**Set problem:** Rewrite the material from the line with "Target: forehead" up to and including its final line, putting "positions" wherever "coordinates" appears. Keep everything else the same.

* begin Extracted information *

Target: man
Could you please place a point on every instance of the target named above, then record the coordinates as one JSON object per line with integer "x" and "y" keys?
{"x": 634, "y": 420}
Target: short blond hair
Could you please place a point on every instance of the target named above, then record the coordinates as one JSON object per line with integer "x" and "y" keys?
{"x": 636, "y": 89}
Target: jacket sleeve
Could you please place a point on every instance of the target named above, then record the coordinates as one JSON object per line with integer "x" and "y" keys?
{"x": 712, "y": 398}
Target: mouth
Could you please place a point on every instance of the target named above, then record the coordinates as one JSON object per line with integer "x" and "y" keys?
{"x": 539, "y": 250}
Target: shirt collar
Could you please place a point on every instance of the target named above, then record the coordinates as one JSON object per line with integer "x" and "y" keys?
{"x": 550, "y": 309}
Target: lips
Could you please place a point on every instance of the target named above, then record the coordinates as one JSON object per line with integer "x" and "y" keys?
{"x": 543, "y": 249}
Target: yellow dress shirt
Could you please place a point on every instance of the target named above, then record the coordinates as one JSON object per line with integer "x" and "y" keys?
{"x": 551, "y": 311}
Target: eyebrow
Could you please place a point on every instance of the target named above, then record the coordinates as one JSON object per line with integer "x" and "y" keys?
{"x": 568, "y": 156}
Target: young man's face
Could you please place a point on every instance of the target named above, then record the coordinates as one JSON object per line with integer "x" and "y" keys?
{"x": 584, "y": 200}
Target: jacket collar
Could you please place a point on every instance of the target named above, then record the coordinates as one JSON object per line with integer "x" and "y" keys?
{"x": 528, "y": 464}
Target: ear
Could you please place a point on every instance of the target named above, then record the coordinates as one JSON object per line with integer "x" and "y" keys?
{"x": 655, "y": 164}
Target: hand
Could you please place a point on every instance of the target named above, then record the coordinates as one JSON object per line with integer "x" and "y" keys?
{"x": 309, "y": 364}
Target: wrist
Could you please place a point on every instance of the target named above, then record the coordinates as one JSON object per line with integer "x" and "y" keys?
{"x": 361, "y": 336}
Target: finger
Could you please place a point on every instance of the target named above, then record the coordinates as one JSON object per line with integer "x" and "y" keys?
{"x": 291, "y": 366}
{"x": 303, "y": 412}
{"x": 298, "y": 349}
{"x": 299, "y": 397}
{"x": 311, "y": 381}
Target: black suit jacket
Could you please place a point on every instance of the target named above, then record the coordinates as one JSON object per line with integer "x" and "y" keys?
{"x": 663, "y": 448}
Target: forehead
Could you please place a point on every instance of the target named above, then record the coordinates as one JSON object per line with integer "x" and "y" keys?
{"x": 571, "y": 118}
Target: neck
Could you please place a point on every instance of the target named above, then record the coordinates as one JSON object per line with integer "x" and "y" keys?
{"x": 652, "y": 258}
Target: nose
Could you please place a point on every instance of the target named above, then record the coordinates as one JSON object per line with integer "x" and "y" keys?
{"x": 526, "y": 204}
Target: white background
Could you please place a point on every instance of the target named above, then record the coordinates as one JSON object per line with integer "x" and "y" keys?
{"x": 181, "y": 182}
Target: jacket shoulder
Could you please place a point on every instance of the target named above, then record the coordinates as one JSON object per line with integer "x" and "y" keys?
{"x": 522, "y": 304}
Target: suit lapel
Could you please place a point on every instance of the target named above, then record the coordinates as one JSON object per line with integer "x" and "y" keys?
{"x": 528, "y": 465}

* end Extracted information *

**Result of the exercise:**
Target: forehead
Could you please place a point on every instance of the target named above, then record the positions as one JSON object per line with integer "x" and "y" keys?
{"x": 571, "y": 118}
Target: neck
Could you please place a point on every instance of the target named above, then record the positions as one JSON object per line with integer "x" and "y" keys?
{"x": 652, "y": 258}
Target: nose
Could you please place a point on every instance of the target named above, then record the positions as one JSON object per line with integer "x" and "y" keys?
{"x": 526, "y": 204}
Target: white background
Could you please place a point on every instance of the target named above, then record the positions as one JSON object per line with integer "x" and "y" keys?
{"x": 181, "y": 182}
Target: jacket shoulder
Could you please place a point on every instance of the target named above, then record the positions as one JSON object per line with integer "x" and "y" keys?
{"x": 522, "y": 304}
Target: suit lapel
Could you please place a point on every instance of the target named above, then record the positions as one JSON object per line with integer "x" and "y" keys?
{"x": 528, "y": 465}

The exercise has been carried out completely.